» To do: Pick out every line in the listing below that contains the string "collar", and copy each of those lines. Case counts.

Data listing:
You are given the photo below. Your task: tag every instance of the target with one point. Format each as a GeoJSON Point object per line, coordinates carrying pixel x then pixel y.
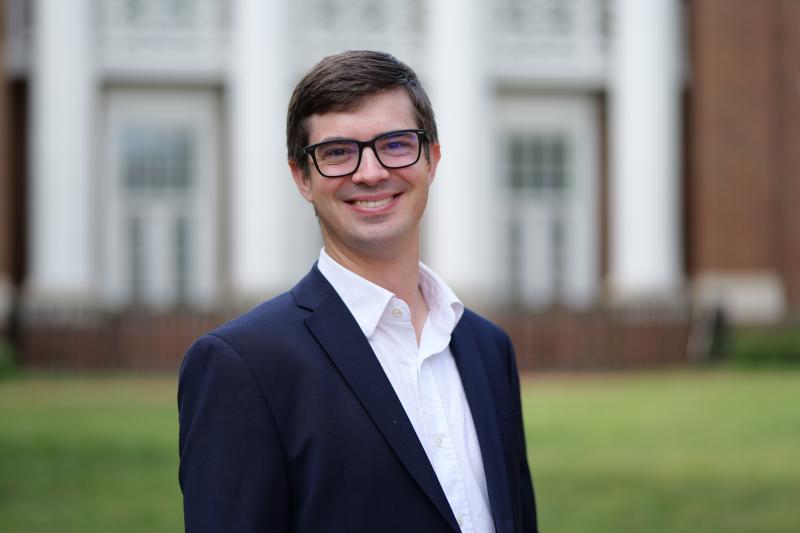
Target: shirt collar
{"type": "Point", "coordinates": [368, 301]}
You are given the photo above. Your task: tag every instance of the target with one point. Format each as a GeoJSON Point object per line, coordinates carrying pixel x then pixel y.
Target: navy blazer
{"type": "Point", "coordinates": [288, 423]}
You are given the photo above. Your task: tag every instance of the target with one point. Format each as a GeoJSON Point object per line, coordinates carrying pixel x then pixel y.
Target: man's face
{"type": "Point", "coordinates": [375, 212]}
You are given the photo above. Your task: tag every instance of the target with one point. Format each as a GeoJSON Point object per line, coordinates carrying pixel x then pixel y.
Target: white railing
{"type": "Point", "coordinates": [19, 21]}
{"type": "Point", "coordinates": [163, 35]}
{"type": "Point", "coordinates": [530, 40]}
{"type": "Point", "coordinates": [323, 27]}
{"type": "Point", "coordinates": [552, 39]}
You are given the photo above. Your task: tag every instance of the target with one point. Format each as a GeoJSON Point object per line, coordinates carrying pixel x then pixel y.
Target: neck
{"type": "Point", "coordinates": [395, 272]}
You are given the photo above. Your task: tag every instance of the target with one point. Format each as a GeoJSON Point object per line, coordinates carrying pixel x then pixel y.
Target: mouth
{"type": "Point", "coordinates": [373, 204]}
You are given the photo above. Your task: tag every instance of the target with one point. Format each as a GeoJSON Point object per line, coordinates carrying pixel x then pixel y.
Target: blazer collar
{"type": "Point", "coordinates": [336, 330]}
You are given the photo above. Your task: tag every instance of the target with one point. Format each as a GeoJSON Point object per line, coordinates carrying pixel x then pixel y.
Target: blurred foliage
{"type": "Point", "coordinates": [764, 347]}
{"type": "Point", "coordinates": [7, 359]}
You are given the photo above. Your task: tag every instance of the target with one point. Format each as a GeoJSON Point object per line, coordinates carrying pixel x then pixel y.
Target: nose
{"type": "Point", "coordinates": [369, 171]}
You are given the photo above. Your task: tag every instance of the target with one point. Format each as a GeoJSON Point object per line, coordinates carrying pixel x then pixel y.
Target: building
{"type": "Point", "coordinates": [614, 170]}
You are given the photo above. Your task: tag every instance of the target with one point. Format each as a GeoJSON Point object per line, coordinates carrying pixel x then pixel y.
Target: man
{"type": "Point", "coordinates": [366, 399]}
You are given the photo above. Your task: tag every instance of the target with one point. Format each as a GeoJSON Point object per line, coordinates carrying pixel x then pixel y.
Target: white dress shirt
{"type": "Point", "coordinates": [425, 379]}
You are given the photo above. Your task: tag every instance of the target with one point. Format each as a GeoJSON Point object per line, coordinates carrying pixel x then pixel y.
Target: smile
{"type": "Point", "coordinates": [373, 204]}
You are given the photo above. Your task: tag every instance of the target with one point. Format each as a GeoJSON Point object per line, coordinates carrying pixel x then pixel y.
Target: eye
{"type": "Point", "coordinates": [398, 143]}
{"type": "Point", "coordinates": [336, 151]}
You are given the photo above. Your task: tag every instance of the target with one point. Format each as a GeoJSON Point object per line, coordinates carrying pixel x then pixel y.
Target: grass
{"type": "Point", "coordinates": [671, 452]}
{"type": "Point", "coordinates": [676, 452]}
{"type": "Point", "coordinates": [85, 455]}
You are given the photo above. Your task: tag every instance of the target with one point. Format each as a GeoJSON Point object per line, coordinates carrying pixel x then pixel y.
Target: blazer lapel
{"type": "Point", "coordinates": [479, 397]}
{"type": "Point", "coordinates": [337, 331]}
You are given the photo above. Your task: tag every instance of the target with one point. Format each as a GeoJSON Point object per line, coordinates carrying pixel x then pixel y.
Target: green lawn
{"type": "Point", "coordinates": [671, 452]}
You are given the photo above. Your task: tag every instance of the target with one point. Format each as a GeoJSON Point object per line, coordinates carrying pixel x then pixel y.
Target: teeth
{"type": "Point", "coordinates": [372, 204]}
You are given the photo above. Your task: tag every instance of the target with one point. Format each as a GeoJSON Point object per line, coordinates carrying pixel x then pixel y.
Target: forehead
{"type": "Point", "coordinates": [385, 111]}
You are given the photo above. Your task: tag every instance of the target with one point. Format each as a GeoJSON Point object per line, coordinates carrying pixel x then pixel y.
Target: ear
{"type": "Point", "coordinates": [433, 161]}
{"type": "Point", "coordinates": [302, 180]}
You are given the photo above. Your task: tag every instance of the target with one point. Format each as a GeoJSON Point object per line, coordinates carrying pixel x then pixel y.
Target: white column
{"type": "Point", "coordinates": [263, 196]}
{"type": "Point", "coordinates": [460, 226]}
{"type": "Point", "coordinates": [645, 228]}
{"type": "Point", "coordinates": [62, 113]}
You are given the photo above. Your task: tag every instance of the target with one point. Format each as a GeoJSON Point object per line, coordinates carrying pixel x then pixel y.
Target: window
{"type": "Point", "coordinates": [550, 237]}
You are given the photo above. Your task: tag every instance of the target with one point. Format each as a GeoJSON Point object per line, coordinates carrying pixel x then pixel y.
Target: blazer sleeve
{"type": "Point", "coordinates": [232, 470]}
{"type": "Point", "coordinates": [529, 523]}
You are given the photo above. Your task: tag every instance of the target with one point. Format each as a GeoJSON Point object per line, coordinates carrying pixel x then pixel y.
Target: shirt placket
{"type": "Point", "coordinates": [440, 446]}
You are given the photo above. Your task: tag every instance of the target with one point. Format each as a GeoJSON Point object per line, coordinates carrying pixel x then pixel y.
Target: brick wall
{"type": "Point", "coordinates": [745, 133]}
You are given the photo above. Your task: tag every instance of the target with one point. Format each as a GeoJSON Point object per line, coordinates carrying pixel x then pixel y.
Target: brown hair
{"type": "Point", "coordinates": [342, 82]}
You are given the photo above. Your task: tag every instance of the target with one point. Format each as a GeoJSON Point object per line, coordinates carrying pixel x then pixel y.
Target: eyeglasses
{"type": "Point", "coordinates": [341, 157]}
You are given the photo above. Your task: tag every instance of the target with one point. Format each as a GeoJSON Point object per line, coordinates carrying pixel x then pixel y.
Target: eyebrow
{"type": "Point", "coordinates": [339, 138]}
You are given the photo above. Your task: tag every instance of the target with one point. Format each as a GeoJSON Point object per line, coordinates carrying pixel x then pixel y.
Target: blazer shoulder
{"type": "Point", "coordinates": [483, 327]}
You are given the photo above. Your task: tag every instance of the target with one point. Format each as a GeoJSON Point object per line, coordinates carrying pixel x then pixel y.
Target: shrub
{"type": "Point", "coordinates": [6, 358]}
{"type": "Point", "coordinates": [765, 347]}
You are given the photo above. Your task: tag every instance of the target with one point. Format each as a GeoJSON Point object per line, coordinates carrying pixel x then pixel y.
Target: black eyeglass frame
{"type": "Point", "coordinates": [311, 149]}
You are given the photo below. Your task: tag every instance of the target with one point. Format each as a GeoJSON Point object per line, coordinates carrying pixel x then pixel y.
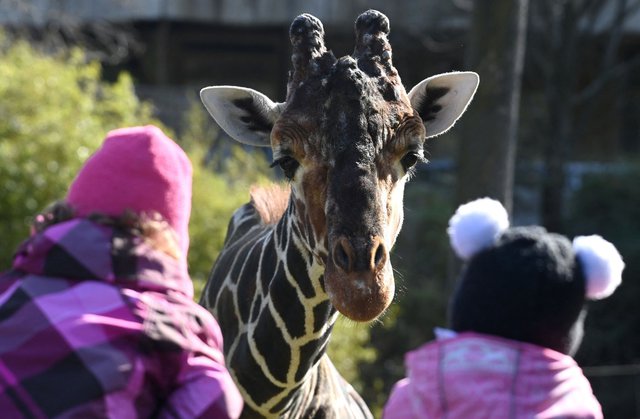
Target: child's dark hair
{"type": "Point", "coordinates": [152, 227]}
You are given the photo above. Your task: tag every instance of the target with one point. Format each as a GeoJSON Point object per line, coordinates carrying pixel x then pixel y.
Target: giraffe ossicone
{"type": "Point", "coordinates": [347, 137]}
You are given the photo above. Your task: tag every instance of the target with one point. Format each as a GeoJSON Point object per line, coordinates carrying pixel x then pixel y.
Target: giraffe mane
{"type": "Point", "coordinates": [270, 202]}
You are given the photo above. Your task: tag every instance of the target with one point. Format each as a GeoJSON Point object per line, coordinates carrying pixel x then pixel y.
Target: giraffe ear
{"type": "Point", "coordinates": [441, 99]}
{"type": "Point", "coordinates": [245, 114]}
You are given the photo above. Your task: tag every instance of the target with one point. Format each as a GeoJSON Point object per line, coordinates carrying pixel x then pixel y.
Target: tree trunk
{"type": "Point", "coordinates": [486, 155]}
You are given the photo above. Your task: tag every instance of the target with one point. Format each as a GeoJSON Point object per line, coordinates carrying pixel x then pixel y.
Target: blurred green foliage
{"type": "Point", "coordinates": [54, 111]}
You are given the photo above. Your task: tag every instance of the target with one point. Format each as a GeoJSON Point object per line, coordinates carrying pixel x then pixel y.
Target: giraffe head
{"type": "Point", "coordinates": [347, 137]}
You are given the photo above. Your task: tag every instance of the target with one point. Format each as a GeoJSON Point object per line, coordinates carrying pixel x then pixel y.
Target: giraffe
{"type": "Point", "coordinates": [347, 137]}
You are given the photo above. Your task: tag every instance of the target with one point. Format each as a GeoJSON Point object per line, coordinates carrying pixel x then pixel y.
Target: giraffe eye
{"type": "Point", "coordinates": [288, 164]}
{"type": "Point", "coordinates": [409, 160]}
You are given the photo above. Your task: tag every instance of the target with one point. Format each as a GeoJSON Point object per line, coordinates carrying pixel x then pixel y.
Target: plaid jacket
{"type": "Point", "coordinates": [95, 323]}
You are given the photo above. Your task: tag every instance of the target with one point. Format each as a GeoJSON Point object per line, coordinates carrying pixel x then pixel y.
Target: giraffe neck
{"type": "Point", "coordinates": [267, 292]}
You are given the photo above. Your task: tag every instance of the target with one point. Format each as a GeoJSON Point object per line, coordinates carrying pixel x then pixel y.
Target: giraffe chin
{"type": "Point", "coordinates": [360, 296]}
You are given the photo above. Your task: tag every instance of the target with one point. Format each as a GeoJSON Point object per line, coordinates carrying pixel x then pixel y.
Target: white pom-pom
{"type": "Point", "coordinates": [476, 225]}
{"type": "Point", "coordinates": [601, 263]}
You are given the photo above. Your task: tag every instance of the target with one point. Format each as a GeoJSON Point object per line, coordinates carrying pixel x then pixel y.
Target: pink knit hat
{"type": "Point", "coordinates": [140, 169]}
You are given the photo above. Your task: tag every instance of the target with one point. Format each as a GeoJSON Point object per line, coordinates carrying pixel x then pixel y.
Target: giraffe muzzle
{"type": "Point", "coordinates": [359, 278]}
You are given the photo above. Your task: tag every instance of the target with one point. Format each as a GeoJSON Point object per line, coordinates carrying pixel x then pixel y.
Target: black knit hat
{"type": "Point", "coordinates": [524, 283]}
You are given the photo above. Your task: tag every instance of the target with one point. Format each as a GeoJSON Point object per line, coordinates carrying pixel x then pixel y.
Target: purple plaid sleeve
{"type": "Point", "coordinates": [78, 338]}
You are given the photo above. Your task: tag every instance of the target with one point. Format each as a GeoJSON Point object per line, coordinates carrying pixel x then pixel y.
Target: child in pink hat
{"type": "Point", "coordinates": [516, 319]}
{"type": "Point", "coordinates": [97, 316]}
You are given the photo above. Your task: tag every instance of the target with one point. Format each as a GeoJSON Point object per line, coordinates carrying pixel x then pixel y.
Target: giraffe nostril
{"type": "Point", "coordinates": [342, 255]}
{"type": "Point", "coordinates": [380, 255]}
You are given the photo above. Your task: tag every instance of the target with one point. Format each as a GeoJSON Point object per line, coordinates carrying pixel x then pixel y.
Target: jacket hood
{"type": "Point", "coordinates": [80, 249]}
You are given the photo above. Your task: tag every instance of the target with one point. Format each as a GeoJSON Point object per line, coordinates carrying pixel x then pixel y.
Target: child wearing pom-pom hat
{"type": "Point", "coordinates": [97, 318]}
{"type": "Point", "coordinates": [516, 318]}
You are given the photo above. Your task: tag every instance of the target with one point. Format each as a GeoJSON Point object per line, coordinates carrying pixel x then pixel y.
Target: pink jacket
{"type": "Point", "coordinates": [479, 376]}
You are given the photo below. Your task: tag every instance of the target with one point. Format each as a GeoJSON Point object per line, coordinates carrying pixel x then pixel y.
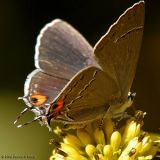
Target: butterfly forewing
{"type": "Point", "coordinates": [118, 50]}
{"type": "Point", "coordinates": [62, 51]}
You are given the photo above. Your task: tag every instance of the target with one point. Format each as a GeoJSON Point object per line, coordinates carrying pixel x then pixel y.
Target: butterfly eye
{"type": "Point", "coordinates": [38, 100]}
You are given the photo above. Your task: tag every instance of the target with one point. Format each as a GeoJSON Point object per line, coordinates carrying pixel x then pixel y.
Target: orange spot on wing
{"type": "Point", "coordinates": [38, 100]}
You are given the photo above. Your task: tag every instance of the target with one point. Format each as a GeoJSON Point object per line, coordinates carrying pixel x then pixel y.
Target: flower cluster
{"type": "Point", "coordinates": [107, 142]}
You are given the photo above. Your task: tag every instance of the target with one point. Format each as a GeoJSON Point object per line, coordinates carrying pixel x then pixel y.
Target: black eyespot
{"type": "Point", "coordinates": [34, 100]}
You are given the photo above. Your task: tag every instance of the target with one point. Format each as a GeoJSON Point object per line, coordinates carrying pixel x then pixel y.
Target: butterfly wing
{"type": "Point", "coordinates": [40, 83]}
{"type": "Point", "coordinates": [118, 50]}
{"type": "Point", "coordinates": [62, 51]}
{"type": "Point", "coordinates": [88, 95]}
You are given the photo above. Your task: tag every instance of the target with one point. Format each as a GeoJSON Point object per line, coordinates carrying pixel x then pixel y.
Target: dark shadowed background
{"type": "Point", "coordinates": [20, 23]}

» Output for this exercise:
Target: shirt collar
Target: blazer collar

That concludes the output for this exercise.